__THE PROBLEM__
Switch "peeling" to "flaking" in the lines starting at the one containing "task | drop a marker on every instance of the peeling" and ending at the one containing "column 772, row 425", changing nothing else. Give back only those lines.

(Records from a collection)
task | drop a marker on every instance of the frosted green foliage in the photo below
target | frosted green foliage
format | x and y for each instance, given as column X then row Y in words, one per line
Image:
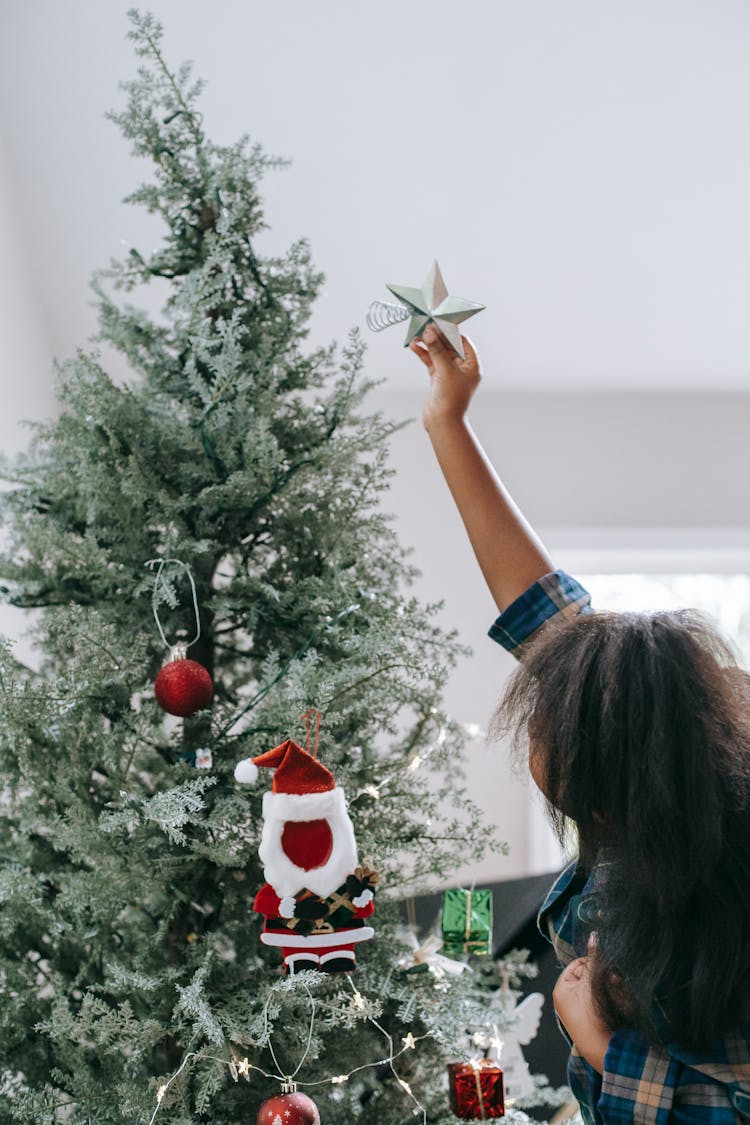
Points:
column 127, row 937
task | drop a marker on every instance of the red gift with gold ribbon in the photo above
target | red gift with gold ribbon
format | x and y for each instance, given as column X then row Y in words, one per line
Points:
column 476, row 1090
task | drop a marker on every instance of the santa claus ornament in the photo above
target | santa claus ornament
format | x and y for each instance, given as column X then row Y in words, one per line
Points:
column 317, row 897
column 182, row 686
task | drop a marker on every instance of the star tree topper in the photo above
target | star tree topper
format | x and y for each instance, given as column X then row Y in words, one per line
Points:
column 433, row 303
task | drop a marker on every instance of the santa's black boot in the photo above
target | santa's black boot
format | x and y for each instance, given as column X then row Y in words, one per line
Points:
column 337, row 961
column 298, row 962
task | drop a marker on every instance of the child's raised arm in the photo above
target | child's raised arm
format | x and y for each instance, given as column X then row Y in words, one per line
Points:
column 508, row 551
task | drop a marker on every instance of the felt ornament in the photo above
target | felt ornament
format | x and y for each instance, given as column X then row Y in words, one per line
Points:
column 317, row 896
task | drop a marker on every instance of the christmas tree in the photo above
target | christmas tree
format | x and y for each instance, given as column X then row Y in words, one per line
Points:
column 134, row 983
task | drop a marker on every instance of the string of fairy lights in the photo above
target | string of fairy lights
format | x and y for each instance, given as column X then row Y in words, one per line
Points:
column 242, row 1068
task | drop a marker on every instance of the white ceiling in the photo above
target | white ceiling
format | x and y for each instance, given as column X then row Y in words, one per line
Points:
column 581, row 168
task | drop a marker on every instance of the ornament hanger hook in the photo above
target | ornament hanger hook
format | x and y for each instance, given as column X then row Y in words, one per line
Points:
column 159, row 579
column 307, row 717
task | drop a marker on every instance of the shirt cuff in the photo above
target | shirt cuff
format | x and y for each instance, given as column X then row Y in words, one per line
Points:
column 556, row 595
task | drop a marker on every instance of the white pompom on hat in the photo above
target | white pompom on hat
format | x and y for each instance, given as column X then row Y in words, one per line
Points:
column 245, row 772
column 297, row 772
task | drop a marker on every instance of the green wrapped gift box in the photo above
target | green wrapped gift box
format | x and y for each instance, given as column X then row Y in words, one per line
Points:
column 467, row 923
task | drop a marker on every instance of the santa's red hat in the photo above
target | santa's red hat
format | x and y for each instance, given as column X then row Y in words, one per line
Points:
column 297, row 772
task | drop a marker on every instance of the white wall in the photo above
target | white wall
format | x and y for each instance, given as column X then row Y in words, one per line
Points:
column 653, row 469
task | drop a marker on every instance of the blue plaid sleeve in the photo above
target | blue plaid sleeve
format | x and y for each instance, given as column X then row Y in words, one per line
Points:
column 648, row 1085
column 556, row 595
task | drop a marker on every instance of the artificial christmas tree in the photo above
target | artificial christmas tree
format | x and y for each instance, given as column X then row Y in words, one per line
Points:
column 134, row 983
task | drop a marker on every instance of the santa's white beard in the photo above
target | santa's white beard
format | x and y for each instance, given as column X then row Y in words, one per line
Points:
column 283, row 875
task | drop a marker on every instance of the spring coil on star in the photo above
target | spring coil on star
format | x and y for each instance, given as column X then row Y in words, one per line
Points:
column 381, row 314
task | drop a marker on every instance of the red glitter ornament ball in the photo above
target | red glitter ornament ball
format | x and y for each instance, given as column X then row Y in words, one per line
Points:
column 183, row 686
column 289, row 1109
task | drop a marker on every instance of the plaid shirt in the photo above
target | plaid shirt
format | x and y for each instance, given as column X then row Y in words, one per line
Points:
column 642, row 1083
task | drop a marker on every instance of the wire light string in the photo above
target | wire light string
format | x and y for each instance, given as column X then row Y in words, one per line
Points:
column 160, row 581
column 241, row 1068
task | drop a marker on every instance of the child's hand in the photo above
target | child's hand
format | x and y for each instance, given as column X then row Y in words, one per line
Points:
column 452, row 379
column 574, row 1004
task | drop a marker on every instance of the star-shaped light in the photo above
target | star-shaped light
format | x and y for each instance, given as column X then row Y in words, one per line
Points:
column 432, row 303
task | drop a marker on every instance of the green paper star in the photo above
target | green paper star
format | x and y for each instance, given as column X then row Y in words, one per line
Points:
column 432, row 304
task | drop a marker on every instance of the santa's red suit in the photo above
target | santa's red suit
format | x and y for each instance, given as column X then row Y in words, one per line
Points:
column 316, row 896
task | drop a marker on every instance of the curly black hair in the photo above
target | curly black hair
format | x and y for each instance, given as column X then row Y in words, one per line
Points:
column 639, row 726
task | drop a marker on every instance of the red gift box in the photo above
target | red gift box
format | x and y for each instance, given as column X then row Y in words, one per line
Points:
column 476, row 1089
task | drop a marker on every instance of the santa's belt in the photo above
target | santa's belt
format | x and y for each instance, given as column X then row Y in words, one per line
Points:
column 289, row 925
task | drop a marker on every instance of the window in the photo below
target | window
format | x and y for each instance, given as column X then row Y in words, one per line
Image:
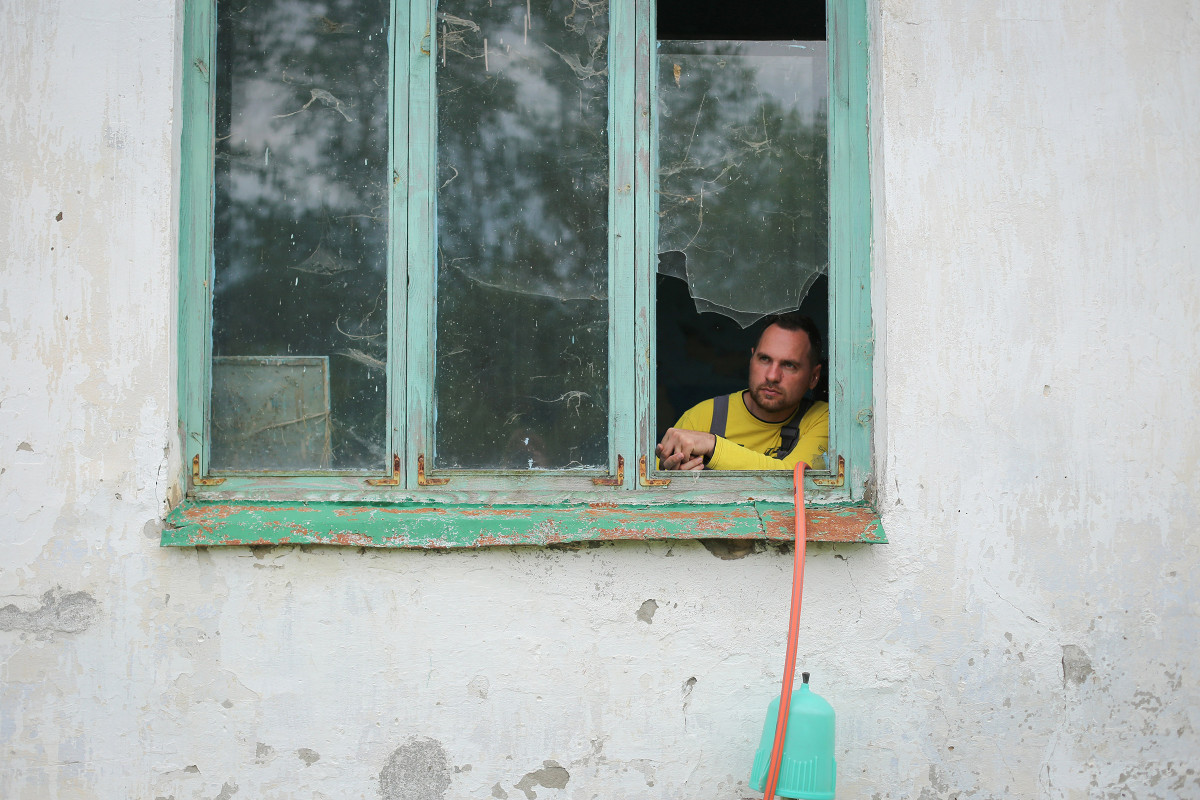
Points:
column 424, row 248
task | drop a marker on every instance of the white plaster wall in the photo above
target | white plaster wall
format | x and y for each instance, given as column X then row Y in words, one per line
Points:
column 1030, row 632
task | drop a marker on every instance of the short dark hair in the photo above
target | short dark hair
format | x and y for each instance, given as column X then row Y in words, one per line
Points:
column 795, row 320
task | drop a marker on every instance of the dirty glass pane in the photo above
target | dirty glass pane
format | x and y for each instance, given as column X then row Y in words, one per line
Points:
column 300, row 235
column 743, row 188
column 522, row 310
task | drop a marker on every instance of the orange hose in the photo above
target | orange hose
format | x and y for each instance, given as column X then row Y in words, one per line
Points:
column 785, row 696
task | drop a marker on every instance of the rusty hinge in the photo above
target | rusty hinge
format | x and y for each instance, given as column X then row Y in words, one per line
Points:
column 613, row 480
column 427, row 481
column 649, row 481
column 393, row 480
column 203, row 481
column 834, row 481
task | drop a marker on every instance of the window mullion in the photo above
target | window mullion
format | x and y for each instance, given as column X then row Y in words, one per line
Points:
column 399, row 239
column 645, row 234
column 196, row 239
column 415, row 50
column 624, row 251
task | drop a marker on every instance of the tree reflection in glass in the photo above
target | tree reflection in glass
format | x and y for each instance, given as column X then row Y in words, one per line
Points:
column 300, row 230
column 522, row 310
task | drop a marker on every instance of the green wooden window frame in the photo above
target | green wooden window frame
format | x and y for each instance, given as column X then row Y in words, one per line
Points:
column 475, row 507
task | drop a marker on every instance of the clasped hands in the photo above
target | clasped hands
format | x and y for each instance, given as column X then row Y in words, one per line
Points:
column 684, row 450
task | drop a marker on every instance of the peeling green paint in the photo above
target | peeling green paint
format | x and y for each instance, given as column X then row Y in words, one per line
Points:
column 199, row 523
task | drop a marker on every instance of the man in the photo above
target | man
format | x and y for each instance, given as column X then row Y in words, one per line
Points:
column 772, row 425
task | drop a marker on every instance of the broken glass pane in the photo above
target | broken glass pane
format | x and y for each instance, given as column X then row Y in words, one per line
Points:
column 300, row 234
column 743, row 187
column 522, row 310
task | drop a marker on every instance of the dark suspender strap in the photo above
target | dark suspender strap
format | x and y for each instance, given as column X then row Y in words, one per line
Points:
column 790, row 433
column 720, row 415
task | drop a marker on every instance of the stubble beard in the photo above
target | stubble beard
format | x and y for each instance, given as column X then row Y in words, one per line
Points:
column 774, row 403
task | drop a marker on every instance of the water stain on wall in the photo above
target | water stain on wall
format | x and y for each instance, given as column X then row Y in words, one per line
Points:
column 417, row 770
column 59, row 613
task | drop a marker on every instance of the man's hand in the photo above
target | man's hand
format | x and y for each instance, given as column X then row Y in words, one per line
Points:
column 683, row 449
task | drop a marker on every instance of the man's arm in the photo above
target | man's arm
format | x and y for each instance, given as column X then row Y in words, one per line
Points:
column 682, row 449
column 810, row 449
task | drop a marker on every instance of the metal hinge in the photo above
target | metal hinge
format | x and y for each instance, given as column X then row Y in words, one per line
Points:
column 427, row 481
column 649, row 481
column 203, row 481
column 393, row 480
column 613, row 480
column 834, row 481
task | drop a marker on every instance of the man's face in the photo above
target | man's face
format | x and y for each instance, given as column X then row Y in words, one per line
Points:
column 780, row 373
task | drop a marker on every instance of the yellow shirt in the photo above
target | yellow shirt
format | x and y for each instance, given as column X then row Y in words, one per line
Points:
column 748, row 438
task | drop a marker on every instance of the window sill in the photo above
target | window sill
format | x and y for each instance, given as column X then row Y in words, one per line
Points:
column 209, row 523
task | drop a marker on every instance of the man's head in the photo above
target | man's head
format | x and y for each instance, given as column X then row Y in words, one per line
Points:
column 784, row 366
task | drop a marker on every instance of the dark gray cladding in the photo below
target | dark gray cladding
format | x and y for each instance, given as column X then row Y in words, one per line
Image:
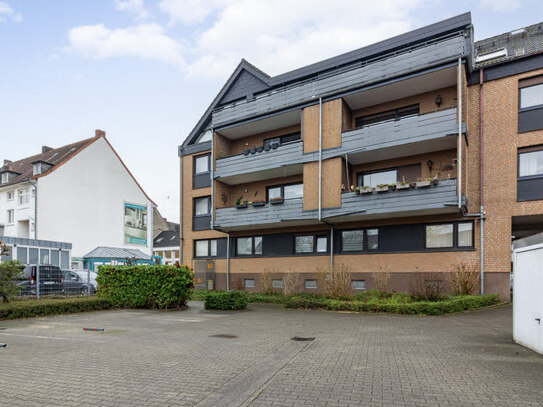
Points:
column 354, row 76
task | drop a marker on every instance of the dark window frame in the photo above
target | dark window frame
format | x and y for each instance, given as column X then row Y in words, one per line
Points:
column 253, row 254
column 533, row 81
column 315, row 236
column 391, row 114
column 209, row 256
column 208, row 164
column 282, row 186
column 208, row 206
column 284, row 138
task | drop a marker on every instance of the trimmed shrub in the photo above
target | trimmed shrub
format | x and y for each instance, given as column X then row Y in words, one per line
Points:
column 226, row 300
column 146, row 286
column 40, row 308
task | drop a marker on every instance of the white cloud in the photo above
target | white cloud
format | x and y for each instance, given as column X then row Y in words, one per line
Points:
column 500, row 6
column 7, row 13
column 135, row 7
column 147, row 41
column 275, row 35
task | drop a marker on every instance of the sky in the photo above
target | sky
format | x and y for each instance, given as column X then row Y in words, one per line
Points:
column 145, row 71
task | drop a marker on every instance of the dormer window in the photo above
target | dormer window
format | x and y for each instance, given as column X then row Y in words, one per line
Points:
column 39, row 167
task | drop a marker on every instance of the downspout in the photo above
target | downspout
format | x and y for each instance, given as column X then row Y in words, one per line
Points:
column 180, row 207
column 481, row 177
column 320, row 158
column 459, row 86
column 228, row 261
column 212, row 168
column 35, row 185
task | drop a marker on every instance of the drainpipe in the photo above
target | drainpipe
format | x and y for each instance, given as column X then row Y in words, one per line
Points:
column 459, row 86
column 481, row 177
column 228, row 261
column 320, row 158
column 35, row 185
column 212, row 168
column 180, row 206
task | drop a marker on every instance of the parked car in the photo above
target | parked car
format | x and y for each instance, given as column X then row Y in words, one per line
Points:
column 73, row 284
column 85, row 274
column 51, row 280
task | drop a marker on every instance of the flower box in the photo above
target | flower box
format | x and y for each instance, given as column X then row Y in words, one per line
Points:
column 423, row 184
column 277, row 201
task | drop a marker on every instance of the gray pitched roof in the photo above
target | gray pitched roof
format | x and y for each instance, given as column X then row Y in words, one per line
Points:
column 517, row 44
column 103, row 252
column 256, row 81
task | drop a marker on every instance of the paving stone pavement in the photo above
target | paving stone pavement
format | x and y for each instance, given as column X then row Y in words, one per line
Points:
column 148, row 358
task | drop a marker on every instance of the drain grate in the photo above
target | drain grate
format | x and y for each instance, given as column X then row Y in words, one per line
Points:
column 227, row 336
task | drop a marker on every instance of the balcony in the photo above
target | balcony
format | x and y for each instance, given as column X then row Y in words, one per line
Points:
column 283, row 161
column 413, row 135
column 290, row 213
column 352, row 77
column 436, row 199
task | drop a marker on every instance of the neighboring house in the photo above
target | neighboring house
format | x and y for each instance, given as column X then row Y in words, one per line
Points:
column 81, row 193
column 166, row 245
column 401, row 117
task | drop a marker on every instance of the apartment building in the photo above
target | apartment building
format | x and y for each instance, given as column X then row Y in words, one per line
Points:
column 81, row 194
column 370, row 160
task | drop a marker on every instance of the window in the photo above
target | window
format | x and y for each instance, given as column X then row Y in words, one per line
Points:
column 277, row 283
column 352, row 240
column 202, row 206
column 203, row 248
column 311, row 244
column 247, row 246
column 358, row 284
column 288, row 191
column 377, row 178
column 440, row 236
column 530, row 163
column 395, row 114
column 311, row 284
column 201, row 164
column 24, row 196
column 465, row 234
column 531, row 96
column 373, row 239
column 287, row 138
column 205, row 136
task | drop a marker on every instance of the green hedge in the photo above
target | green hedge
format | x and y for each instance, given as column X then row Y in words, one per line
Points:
column 447, row 306
column 40, row 308
column 226, row 300
column 149, row 286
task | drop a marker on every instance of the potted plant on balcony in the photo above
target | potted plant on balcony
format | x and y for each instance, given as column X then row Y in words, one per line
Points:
column 241, row 203
column 277, row 201
column 403, row 185
column 425, row 183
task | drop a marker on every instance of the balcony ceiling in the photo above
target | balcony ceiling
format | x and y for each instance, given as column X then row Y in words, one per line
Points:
column 263, row 125
column 427, row 82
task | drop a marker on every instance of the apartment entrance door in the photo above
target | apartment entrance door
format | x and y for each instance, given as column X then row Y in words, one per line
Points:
column 204, row 274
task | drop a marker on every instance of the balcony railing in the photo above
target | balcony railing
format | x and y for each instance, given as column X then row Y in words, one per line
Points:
column 265, row 216
column 238, row 165
column 352, row 77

__WORKED ANSWER__
task | drop a marker on every instance of the flaking green paint in the photo above
target | flaking green paint
format | x and y for each instance, given as column X then row Y in words, one per line
Points:
column 199, row 523
task | drop a marker on every instance of the man in the photo above
target | man
format | x and y for each instance, given as column X then row Y in words, one per line
Points:
column 772, row 425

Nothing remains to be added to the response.